[Work required]
The records that follow need to be output exactly as they are.

[Data for review]
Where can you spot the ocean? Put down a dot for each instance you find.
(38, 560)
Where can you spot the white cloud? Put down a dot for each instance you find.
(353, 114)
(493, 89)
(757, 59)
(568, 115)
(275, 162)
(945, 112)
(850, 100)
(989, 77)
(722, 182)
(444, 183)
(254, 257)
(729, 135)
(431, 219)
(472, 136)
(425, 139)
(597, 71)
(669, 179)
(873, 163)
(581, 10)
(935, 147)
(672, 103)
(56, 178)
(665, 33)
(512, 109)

[Reply to the exercise]
Where can you spot the ocean? Put down a dot for each instance you find.
(38, 560)
Where can you spot the white cloud? Put down a dot for each instance you find.
(353, 114)
(493, 89)
(757, 59)
(568, 115)
(275, 162)
(945, 112)
(850, 100)
(989, 77)
(722, 182)
(444, 183)
(254, 257)
(729, 135)
(431, 219)
(472, 136)
(425, 139)
(597, 71)
(669, 179)
(873, 163)
(581, 10)
(935, 147)
(672, 103)
(56, 178)
(665, 33)
(512, 109)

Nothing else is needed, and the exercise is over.